<<<<
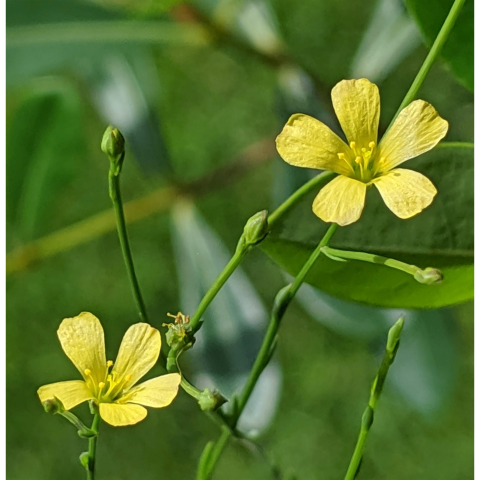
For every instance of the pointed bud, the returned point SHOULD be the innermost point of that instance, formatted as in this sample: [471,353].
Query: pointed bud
[54,406]
[211,401]
[394,336]
[429,276]
[256,228]
[113,143]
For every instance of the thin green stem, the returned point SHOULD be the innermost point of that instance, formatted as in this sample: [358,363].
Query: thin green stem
[459,145]
[233,264]
[433,54]
[376,393]
[116,196]
[318,182]
[282,301]
[92,448]
[335,254]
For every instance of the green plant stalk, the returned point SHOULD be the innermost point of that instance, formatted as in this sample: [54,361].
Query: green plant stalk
[316,183]
[371,258]
[376,392]
[437,47]
[92,448]
[282,301]
[116,197]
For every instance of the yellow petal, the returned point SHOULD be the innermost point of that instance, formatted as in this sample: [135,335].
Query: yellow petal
[157,393]
[417,130]
[70,394]
[307,142]
[122,415]
[357,105]
[138,353]
[83,341]
[341,201]
[406,192]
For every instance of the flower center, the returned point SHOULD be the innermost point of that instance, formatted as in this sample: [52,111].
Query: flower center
[112,388]
[362,161]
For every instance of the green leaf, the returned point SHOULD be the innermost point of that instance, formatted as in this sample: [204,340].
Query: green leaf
[43,151]
[443,236]
[459,52]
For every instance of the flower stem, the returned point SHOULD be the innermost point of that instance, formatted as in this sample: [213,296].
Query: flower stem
[282,301]
[318,182]
[92,448]
[433,54]
[376,392]
[116,196]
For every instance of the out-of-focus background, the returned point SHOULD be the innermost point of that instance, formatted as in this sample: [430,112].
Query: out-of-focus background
[200,90]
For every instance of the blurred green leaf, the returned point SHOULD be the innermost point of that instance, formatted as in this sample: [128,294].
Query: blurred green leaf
[459,52]
[426,369]
[44,149]
[442,237]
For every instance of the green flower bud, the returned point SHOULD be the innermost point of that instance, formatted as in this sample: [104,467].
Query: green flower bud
[429,276]
[211,401]
[256,228]
[394,336]
[54,406]
[113,143]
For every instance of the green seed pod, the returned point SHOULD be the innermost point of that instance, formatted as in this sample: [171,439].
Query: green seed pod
[256,228]
[113,143]
[429,276]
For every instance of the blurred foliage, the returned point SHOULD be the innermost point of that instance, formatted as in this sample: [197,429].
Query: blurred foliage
[190,101]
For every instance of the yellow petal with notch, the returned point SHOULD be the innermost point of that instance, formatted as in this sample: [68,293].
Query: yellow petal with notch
[417,130]
[157,393]
[122,415]
[406,193]
[307,142]
[83,341]
[342,201]
[71,393]
[138,353]
[357,105]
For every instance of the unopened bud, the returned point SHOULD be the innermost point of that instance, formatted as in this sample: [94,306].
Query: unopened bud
[54,406]
[211,401]
[113,143]
[256,228]
[429,276]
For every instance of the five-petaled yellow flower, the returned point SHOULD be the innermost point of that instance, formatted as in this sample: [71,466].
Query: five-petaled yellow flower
[306,142]
[112,386]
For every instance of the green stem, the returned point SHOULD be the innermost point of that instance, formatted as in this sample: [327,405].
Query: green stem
[316,183]
[370,258]
[433,54]
[116,196]
[236,260]
[376,392]
[92,448]
[282,301]
[460,145]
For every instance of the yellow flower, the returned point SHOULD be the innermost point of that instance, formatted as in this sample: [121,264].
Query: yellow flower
[112,386]
[306,142]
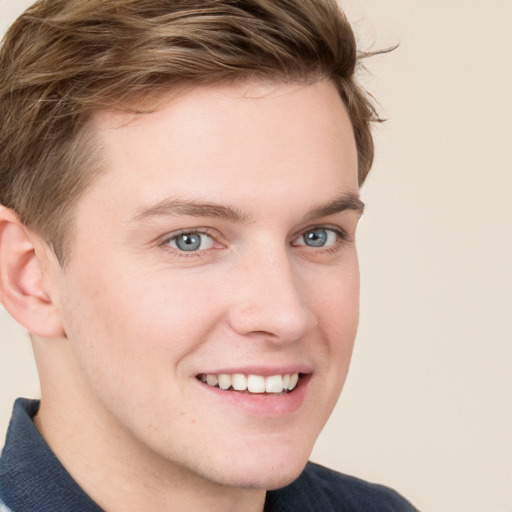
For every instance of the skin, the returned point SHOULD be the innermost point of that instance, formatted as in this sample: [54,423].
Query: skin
[135,319]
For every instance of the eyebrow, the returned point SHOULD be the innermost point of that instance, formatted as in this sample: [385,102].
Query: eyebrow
[176,207]
[345,202]
[191,208]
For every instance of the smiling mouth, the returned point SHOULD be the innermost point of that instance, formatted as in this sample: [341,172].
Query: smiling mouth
[257,384]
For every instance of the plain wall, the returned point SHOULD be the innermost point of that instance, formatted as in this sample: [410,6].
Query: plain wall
[427,407]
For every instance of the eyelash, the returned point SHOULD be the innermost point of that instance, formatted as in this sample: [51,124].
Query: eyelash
[341,238]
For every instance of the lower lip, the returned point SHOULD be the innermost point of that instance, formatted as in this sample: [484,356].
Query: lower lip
[263,405]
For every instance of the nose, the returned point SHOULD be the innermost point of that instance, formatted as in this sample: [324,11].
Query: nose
[270,300]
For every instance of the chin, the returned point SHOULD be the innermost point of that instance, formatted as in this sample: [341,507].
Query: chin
[264,472]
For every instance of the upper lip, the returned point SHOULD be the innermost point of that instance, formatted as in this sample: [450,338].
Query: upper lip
[264,371]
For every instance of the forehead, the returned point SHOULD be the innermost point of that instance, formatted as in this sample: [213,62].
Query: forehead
[243,140]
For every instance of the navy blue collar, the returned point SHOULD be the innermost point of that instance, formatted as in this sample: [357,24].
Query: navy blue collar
[31,477]
[33,480]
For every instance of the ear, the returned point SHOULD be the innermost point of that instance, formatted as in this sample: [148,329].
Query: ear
[23,279]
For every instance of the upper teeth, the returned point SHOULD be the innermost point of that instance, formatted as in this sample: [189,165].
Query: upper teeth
[252,383]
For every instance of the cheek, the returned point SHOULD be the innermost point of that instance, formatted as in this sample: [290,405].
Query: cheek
[131,330]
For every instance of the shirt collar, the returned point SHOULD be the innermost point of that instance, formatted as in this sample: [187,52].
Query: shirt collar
[31,477]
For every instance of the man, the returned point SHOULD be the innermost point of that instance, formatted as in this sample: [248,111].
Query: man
[179,191]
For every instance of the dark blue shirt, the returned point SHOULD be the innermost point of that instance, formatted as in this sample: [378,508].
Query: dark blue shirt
[33,480]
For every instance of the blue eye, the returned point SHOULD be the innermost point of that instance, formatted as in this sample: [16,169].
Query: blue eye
[192,241]
[319,237]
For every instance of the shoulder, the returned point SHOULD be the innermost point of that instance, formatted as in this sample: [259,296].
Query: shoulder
[319,488]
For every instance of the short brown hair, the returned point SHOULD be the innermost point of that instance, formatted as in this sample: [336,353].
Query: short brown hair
[64,60]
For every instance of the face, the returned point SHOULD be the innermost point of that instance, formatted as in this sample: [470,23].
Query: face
[217,252]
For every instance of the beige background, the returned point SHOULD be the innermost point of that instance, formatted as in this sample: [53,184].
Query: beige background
[427,407]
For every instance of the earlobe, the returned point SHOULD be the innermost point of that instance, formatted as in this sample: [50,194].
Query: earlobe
[21,279]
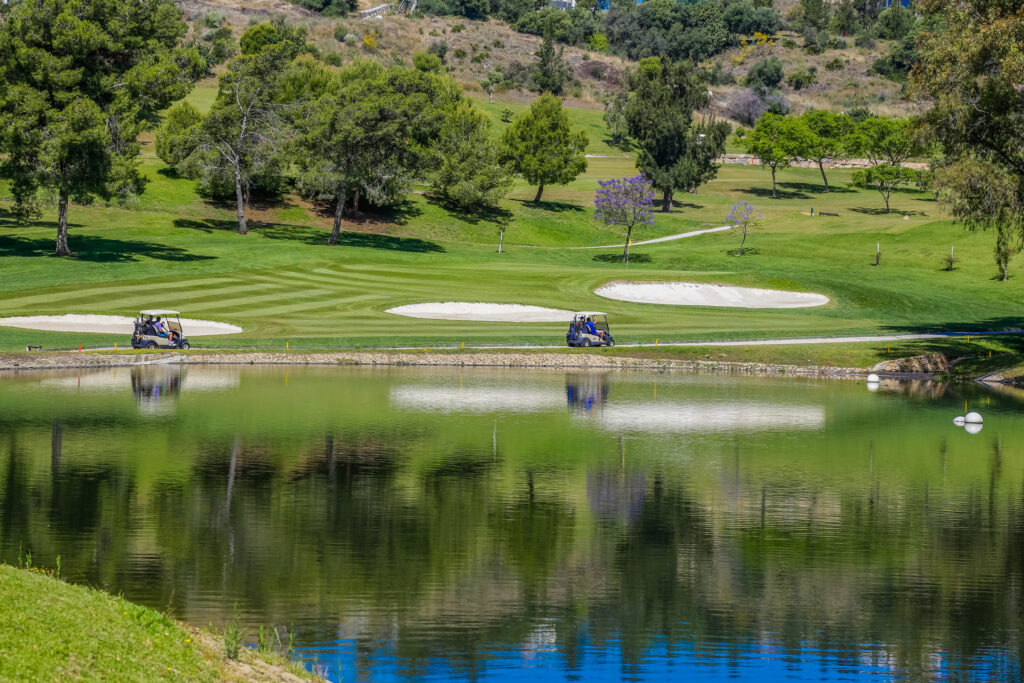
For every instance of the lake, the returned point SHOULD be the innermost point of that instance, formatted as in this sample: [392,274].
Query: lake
[446,524]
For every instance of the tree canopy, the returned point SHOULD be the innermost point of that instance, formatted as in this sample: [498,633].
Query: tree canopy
[78,82]
[542,146]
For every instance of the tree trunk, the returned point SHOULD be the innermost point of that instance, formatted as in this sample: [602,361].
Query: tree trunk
[240,200]
[62,249]
[336,228]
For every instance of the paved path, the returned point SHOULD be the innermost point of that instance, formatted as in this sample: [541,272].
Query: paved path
[788,341]
[681,236]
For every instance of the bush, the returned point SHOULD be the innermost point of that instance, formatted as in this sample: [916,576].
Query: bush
[765,75]
[438,47]
[748,105]
[801,79]
[427,62]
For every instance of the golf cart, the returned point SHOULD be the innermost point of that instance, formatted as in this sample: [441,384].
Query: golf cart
[583,327]
[147,336]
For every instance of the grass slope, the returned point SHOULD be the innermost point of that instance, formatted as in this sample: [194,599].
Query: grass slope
[282,283]
[55,631]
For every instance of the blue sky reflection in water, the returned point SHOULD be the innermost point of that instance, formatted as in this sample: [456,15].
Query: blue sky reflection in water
[512,524]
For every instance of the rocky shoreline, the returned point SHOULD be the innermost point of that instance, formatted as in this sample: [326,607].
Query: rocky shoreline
[30,361]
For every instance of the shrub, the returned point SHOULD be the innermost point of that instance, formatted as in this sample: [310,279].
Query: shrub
[438,47]
[427,62]
[765,75]
[801,79]
[748,105]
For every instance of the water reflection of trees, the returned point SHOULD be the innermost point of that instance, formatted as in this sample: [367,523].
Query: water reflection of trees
[448,557]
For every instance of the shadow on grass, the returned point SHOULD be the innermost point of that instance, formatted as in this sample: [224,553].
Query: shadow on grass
[98,250]
[495,215]
[317,238]
[893,212]
[555,207]
[617,258]
[1000,324]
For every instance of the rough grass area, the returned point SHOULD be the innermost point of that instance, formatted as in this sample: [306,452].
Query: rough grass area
[55,631]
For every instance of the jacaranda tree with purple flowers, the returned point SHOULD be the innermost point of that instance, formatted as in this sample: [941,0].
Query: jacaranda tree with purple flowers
[625,203]
[744,220]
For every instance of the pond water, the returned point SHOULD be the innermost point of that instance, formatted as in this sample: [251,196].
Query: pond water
[436,523]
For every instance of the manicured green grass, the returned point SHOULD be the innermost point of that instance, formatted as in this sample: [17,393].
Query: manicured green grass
[282,283]
[55,631]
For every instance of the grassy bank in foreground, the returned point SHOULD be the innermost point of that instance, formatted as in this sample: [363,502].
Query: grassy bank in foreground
[55,631]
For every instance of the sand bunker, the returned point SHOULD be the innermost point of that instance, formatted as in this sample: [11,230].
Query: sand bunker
[701,294]
[495,312]
[111,325]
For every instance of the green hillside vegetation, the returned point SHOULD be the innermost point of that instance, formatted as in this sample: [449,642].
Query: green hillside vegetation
[78,632]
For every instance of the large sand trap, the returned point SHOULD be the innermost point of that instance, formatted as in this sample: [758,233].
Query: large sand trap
[111,325]
[701,294]
[495,312]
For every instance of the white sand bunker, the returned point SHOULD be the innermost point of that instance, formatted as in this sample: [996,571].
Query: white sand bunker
[111,325]
[495,312]
[701,294]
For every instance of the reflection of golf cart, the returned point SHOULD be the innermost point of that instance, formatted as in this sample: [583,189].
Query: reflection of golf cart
[146,335]
[580,333]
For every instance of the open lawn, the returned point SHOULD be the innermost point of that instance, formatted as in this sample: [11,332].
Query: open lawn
[282,283]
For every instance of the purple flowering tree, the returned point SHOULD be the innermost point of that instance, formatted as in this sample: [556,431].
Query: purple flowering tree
[625,203]
[743,218]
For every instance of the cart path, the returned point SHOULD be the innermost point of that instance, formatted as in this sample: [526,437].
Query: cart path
[681,236]
[787,340]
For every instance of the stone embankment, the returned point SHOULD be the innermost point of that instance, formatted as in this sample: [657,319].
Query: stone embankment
[18,361]
[751,160]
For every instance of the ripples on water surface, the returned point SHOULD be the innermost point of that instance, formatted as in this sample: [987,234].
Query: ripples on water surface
[476,524]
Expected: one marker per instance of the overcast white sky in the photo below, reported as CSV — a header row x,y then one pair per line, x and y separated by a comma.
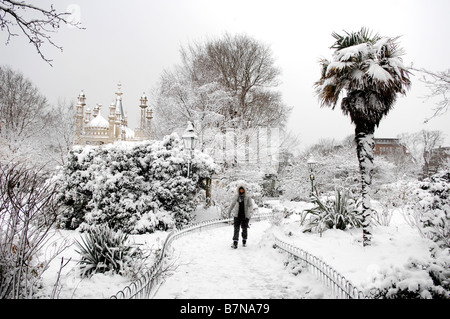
x,y
134,41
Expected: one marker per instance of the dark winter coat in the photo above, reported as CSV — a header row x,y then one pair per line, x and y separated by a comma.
x,y
248,205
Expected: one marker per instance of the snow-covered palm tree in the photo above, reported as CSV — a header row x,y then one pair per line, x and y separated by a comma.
x,y
366,74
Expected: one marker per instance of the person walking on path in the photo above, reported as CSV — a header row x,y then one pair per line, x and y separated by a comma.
x,y
242,209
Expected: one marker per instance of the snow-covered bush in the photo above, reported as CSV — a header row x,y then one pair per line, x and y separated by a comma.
x,y
28,210
339,212
430,209
135,187
419,279
103,250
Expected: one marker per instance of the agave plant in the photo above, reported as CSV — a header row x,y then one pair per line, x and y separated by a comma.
x,y
103,250
365,75
339,212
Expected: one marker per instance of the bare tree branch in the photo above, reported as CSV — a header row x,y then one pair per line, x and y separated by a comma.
x,y
38,30
439,85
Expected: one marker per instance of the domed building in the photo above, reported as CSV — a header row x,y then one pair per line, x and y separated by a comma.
x,y
93,129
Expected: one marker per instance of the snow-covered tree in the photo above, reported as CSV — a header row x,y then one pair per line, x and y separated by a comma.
x,y
38,24
365,75
224,82
32,130
438,84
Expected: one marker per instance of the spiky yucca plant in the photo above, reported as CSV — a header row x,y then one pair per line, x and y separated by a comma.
x,y
366,74
339,212
104,250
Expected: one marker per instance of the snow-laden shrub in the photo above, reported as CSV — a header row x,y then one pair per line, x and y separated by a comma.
x,y
105,251
28,210
135,187
339,212
429,208
419,279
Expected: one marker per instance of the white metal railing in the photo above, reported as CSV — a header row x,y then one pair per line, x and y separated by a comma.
x,y
144,286
147,284
340,287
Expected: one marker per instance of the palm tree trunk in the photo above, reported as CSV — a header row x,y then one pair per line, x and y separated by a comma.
x,y
365,151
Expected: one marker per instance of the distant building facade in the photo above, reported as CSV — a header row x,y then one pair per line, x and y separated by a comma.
x,y
93,129
438,158
389,146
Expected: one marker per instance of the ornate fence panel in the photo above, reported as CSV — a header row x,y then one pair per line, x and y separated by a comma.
x,y
147,284
339,285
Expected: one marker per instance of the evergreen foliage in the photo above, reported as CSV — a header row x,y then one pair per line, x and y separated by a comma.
x,y
135,187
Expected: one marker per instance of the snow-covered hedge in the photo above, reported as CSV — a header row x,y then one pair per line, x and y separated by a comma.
x,y
135,187
426,206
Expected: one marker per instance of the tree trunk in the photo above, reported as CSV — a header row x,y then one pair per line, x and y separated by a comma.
x,y
365,150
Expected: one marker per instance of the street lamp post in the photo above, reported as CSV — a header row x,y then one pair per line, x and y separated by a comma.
x,y
189,140
311,165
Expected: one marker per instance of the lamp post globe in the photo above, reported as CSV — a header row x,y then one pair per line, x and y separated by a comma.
x,y
312,163
190,141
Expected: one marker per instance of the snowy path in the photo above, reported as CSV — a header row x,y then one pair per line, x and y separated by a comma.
x,y
208,268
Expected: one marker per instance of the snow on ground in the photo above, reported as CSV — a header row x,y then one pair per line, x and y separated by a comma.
x,y
72,286
209,268
392,247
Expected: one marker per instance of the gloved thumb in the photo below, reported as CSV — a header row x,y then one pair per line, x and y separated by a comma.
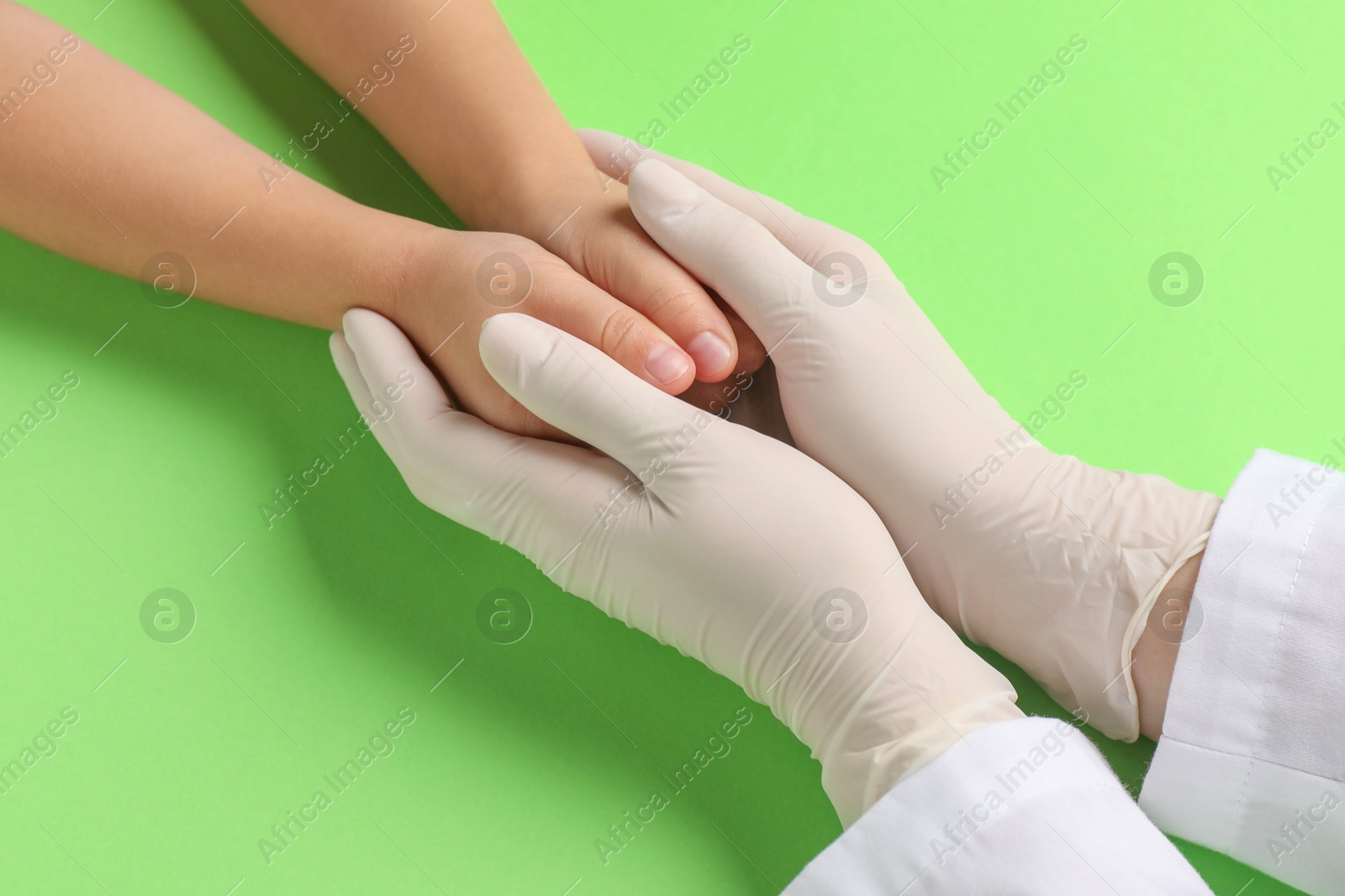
x,y
580,390
768,286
>>>>
Task goal
Starting at the line above that contains "For every instance of the nose, the", write out each line exactly until the line that contains "For every instance of the upper lip, the" has been written, and stop there.

Worked solution
For every instance of the nose, the returned point SHOULD be the innermost point of that instance, formatted as in this sample: [324,11].
Query: nose
[270,300]
For every instance of the chin, the returned point SHOULD be the innermost point of that instance, formatted as in this sample: [341,507].
Query: chin
[264,472]
For every instance of the upper lip, the returned point SHOULD be the innermost point of that instance, formatted as in this sample: [450,338].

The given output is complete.